• **EXERCISE**
Copy out the data below verbatim, every line from the first to the last.

--

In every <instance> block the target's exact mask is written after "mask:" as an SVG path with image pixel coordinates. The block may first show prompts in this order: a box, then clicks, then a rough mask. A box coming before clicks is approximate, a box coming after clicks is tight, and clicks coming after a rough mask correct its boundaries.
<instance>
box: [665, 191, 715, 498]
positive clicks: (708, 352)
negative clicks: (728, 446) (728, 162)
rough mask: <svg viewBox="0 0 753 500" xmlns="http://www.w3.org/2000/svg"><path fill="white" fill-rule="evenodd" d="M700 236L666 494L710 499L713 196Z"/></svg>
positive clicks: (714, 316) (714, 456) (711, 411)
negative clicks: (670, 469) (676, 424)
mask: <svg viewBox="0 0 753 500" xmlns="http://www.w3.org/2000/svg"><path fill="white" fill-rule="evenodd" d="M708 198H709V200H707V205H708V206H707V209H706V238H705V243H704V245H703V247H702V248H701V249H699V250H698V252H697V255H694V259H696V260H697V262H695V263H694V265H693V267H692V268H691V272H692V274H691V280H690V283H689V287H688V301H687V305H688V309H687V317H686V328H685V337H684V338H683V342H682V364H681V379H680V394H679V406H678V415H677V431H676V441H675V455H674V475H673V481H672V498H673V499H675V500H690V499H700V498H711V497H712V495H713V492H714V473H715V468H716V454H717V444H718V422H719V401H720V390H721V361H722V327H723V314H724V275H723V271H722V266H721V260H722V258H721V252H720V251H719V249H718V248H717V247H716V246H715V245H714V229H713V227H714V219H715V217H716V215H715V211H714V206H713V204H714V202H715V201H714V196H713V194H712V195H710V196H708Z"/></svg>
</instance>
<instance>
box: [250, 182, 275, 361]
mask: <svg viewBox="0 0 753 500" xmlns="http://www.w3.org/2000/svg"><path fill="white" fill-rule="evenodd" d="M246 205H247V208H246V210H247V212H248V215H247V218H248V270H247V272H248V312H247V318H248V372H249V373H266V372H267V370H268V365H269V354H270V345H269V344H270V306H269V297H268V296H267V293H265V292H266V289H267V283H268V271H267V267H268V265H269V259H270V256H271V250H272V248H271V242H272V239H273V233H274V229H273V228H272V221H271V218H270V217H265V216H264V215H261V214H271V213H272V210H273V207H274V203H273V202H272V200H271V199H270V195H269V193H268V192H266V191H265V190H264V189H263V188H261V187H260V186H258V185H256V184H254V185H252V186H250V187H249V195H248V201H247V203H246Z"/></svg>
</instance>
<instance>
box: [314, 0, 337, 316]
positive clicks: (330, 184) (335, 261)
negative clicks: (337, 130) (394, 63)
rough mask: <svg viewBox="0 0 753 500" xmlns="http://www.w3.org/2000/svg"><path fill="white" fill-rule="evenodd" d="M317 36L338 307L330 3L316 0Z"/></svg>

--

• **RESPONSE AREA**
In every <instance> block the target's exact mask is written after "mask:" as an SVG path with image pixel coordinates. The block may first show prompts in this order: a box, then clicks, then a rough mask. A box coming before clicks is approximate, a box coming after clicks is tight, and clicks coming after a rough mask correct its boundaries.
<instance>
box: [665, 191, 715, 498]
positive clicks: (708, 352)
negative clicks: (728, 446) (728, 162)
rough mask: <svg viewBox="0 0 753 500" xmlns="http://www.w3.org/2000/svg"><path fill="white" fill-rule="evenodd" d="M700 236L666 494L710 499L713 196Z"/></svg>
positive clicks: (714, 316) (714, 456) (711, 411)
negative clicks: (670, 469) (676, 424)
mask: <svg viewBox="0 0 753 500" xmlns="http://www.w3.org/2000/svg"><path fill="white" fill-rule="evenodd" d="M708 198H709V200H707V205H708V206H707V209H706V238H705V243H704V245H703V247H702V248H701V249H699V250H698V252H697V255H694V259H696V260H697V262H695V263H694V265H693V267H692V268H691V272H692V274H691V280H690V283H689V287H688V301H687V305H688V309H687V317H686V328H685V337H684V338H683V342H682V364H681V379H680V394H679V406H678V415H677V431H676V441H675V455H674V475H673V481H672V498H673V499H675V500H690V499H700V498H711V497H712V495H713V492H714V473H715V468H716V454H717V444H718V422H719V401H720V390H721V361H722V327H723V314H724V275H723V271H722V266H721V260H722V258H721V252H720V251H719V249H718V248H717V247H716V246H715V245H714V229H713V227H714V219H715V217H716V215H715V211H714V206H713V204H714V202H715V201H714V196H713V194H712V195H710V196H708Z"/></svg>
</instance>
<instance>
box: [250, 182, 275, 361]
mask: <svg viewBox="0 0 753 500" xmlns="http://www.w3.org/2000/svg"><path fill="white" fill-rule="evenodd" d="M246 205H247V208H246V210H247V212H248V215H247V218H248V270H247V272H248V312H247V318H248V372H249V373H266V372H267V370H268V365H269V354H270V345H269V344H270V306H269V297H268V296H267V293H265V292H266V289H267V283H268V271H267V267H268V265H269V259H270V256H271V250H272V248H271V242H272V239H273V233H274V229H273V228H272V221H271V218H270V217H265V216H264V215H261V214H271V213H272V210H273V207H274V203H273V202H272V200H271V199H270V195H269V193H268V192H266V191H265V190H264V189H263V188H261V187H260V186H258V185H256V184H254V185H252V186H250V187H249V195H248V201H247V203H246Z"/></svg>
</instance>
<instance>
box: [314, 0, 337, 316]
positive clicks: (330, 184) (335, 261)
negative clicks: (337, 130) (394, 63)
rough mask: <svg viewBox="0 0 753 500" xmlns="http://www.w3.org/2000/svg"><path fill="white" fill-rule="evenodd" d="M317 36L338 307L330 3L316 0Z"/></svg>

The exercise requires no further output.